> _EXERCISE_
Translate this sentence from the mining opinion below into Spanish: "Subsequent locators whose mining claim was located on date when time for doing proper assessment work under original location had not expired, had no such interest in property as to raise question whether original locators had done their proper assessment work ( 30 U.S.C.A. § 28)."

----- TEXT PROVIDED -----

Opinion
No. 2230
January 26, 1943
MINES AND MINING — OIL AND GAS — PROSPECTING PERMIT — ASSESSMENT WORK — CONFLICTING CLAIMANTS — QUIETING TITLE.
1. Under statute extending oil and gas prospecting permits until December 31, 1937, subject to extension of additional year by Secretary of Interior, permit extended by the Secretary was terminated by operation of law on December 31, 1938 (Mineral Lands Leasing Act Feb. 25, 1920, § 13, as amended by Act Aug. 21, 1935, 49 Stat. 674, 30 U.S.C.A. § 221). 2. A mining claim initiated after oil and gas prospecting permit had terminated by operation of law, but before permit was noted as canceled on records of local land office, was not void as having been initiated prematurely under rule of Department of Interior not to recognize rights initiated by application for tract embraced in entry of record until entry has been canceled upon records of local office, where claim was not initiated by application, and hence the rule was inapplicable (Mineral Lands Leasing Act Feb. 25, 1920, § 13, as amended by Act. Aug. 21, 1935, 49 Stat. 674, 30 U.S.C.A. § 221). 3. Subsequent locators whose mining claim was located on date when time for doing proper assessment work under original location had not expired, had no such interest in property as to raise question whether original locators had done their proper assessment work ( 30 U.S.C.A. § 28). 4. Where original mining claim locators, under statute, had until midnight of June 30, 1940, to do their proper assessment work, any attempted location or relocation of land by others prior to that time was void, and that original locators might not have done their proper assessment work subsequently did not aid the others ( 30 U.S.C.A. § 28).

----- MATERIAL SHOWN -----

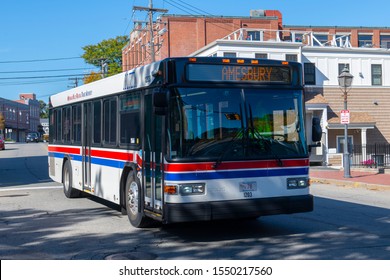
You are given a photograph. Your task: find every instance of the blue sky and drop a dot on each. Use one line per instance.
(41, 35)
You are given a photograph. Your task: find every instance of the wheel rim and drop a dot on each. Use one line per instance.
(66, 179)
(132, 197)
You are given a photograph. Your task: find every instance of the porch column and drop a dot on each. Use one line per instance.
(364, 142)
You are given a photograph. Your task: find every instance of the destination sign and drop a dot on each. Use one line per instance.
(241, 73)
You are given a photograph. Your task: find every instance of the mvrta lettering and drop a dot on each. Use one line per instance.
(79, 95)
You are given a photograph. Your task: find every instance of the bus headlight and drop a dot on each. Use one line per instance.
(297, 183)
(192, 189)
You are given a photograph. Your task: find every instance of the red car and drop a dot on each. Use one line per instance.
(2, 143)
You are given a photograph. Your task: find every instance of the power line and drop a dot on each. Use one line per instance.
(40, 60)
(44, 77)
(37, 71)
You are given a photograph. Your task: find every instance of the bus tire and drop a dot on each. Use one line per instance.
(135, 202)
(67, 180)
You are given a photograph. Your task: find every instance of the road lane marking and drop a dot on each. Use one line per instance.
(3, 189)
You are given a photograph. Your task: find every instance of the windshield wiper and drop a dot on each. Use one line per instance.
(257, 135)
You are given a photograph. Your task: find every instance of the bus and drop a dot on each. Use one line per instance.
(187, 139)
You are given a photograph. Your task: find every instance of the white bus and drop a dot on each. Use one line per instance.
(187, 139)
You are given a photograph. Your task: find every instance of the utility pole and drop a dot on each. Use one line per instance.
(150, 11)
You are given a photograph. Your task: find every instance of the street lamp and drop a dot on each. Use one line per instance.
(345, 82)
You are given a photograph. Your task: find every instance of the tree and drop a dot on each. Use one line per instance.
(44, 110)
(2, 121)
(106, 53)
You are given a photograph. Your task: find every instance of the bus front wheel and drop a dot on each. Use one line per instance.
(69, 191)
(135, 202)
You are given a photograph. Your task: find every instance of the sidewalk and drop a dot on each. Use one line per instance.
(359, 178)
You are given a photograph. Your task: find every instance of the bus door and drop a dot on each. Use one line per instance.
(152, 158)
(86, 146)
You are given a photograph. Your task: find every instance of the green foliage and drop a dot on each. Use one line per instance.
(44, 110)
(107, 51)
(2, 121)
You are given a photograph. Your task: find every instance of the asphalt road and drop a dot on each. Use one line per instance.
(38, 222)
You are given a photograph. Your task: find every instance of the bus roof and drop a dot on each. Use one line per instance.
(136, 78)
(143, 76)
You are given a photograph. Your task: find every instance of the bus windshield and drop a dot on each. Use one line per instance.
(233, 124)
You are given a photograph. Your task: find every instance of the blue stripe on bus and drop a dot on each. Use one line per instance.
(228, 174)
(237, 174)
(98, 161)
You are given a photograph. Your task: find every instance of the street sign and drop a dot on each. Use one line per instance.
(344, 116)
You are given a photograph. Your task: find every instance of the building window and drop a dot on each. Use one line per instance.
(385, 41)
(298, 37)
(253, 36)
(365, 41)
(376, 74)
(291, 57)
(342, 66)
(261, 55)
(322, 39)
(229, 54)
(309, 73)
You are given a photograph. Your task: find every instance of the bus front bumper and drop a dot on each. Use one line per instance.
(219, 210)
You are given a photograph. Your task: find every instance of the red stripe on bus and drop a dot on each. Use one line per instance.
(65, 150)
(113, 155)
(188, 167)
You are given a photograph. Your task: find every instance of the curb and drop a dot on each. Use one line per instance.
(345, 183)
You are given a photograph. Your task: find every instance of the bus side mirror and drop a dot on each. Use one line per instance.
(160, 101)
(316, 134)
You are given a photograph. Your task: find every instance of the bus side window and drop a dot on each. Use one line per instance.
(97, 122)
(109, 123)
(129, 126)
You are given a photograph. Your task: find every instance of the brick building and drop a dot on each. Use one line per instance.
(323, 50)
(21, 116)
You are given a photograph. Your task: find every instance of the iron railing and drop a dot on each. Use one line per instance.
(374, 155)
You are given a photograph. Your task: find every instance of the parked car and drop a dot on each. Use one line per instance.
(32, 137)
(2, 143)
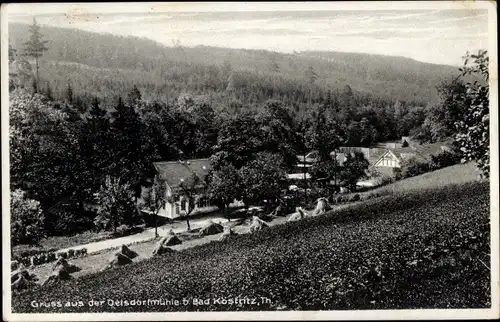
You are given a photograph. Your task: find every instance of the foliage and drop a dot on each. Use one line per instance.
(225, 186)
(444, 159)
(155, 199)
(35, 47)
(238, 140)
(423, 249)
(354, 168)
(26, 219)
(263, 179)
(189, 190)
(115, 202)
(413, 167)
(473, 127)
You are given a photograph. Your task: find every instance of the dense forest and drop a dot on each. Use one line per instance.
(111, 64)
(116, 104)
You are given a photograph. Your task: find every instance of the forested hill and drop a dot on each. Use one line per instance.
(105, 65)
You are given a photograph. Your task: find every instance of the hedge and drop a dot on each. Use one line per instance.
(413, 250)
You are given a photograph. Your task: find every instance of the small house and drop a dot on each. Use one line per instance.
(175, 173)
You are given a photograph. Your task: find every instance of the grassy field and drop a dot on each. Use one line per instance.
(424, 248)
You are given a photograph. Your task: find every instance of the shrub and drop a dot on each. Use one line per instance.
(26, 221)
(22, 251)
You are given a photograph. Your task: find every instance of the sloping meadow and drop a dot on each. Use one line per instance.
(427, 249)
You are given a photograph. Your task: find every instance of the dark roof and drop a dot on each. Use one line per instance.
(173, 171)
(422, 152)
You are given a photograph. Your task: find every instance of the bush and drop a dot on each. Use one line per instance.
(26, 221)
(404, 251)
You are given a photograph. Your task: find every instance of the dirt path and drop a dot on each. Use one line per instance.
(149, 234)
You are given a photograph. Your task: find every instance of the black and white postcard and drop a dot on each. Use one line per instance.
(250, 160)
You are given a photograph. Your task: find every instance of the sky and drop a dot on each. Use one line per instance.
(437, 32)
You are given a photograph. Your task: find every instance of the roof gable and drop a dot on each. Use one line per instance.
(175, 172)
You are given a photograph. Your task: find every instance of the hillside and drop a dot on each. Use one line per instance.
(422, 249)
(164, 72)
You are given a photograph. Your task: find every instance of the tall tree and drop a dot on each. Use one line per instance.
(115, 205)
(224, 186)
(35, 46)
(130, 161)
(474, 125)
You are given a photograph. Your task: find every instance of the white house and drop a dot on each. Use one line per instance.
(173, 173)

-----
----- MATERIAL SHOWN -----

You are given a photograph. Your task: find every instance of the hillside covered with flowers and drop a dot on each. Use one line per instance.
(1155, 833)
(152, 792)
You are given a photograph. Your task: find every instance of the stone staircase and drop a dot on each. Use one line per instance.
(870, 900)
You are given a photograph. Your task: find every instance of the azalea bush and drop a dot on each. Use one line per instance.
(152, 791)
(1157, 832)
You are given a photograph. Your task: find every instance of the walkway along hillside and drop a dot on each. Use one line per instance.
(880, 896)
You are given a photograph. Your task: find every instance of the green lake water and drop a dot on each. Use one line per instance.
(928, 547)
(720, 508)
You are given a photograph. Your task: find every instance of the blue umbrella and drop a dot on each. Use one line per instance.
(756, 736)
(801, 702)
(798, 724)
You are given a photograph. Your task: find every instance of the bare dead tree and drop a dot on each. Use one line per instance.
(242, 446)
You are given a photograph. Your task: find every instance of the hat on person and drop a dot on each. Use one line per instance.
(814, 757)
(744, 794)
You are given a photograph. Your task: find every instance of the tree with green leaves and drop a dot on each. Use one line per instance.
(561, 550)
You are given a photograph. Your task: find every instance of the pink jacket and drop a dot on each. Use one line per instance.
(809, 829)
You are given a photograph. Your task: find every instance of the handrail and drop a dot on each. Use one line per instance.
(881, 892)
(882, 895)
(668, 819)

-----
----- MATERIAL SHOWN -----

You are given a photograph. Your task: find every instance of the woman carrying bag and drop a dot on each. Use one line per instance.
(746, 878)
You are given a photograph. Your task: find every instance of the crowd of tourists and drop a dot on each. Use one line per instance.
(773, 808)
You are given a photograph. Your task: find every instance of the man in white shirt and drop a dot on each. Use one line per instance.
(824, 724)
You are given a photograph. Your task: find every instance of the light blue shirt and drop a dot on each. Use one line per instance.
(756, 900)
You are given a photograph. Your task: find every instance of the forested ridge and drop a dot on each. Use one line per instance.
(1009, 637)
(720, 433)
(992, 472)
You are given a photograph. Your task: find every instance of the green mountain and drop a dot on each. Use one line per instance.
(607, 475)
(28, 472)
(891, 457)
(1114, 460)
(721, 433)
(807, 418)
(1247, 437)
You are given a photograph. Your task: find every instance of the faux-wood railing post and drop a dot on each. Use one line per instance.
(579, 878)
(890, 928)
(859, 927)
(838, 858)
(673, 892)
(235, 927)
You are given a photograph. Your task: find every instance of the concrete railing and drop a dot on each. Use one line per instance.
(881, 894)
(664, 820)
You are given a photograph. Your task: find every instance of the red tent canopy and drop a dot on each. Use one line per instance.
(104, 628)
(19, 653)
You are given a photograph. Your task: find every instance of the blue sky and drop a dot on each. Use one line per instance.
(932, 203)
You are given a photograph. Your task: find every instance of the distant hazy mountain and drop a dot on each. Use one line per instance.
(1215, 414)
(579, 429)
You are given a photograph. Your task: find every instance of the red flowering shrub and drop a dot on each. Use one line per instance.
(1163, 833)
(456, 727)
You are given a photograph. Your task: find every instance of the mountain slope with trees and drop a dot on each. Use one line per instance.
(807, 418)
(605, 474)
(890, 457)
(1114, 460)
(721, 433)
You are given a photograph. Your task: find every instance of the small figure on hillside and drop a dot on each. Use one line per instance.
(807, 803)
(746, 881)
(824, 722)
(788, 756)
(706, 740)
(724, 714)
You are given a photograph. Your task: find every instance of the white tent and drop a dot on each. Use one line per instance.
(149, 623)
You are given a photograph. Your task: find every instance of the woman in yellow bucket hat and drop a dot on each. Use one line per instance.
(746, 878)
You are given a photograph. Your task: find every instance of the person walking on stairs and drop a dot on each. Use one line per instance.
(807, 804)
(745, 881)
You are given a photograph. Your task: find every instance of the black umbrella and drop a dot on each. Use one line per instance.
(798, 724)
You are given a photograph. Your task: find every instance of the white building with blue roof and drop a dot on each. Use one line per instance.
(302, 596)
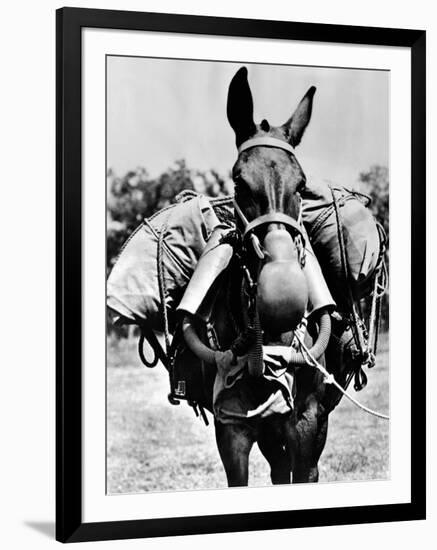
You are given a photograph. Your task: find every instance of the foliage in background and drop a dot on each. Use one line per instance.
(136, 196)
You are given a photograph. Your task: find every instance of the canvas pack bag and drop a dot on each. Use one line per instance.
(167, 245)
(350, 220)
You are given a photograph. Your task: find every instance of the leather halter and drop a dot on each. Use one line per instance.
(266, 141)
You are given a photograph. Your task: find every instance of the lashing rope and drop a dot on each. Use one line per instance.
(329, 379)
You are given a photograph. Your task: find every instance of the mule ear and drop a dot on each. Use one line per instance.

-----

> _ANSWER TO THE TASK_
Los localizadores posteriores cuya concesión minera fue localizada en una fecha en que aún no había vencido el plazo para realizar el trabajo de evaluación correspondiente conforme a la localización original no tenían sobre la propiedad un interés tal que les permitiera plantear la cuestión de si los localizadores originales habían realizado el trabajo de evaluación correspondiente (30 U.S.C.A. § 28).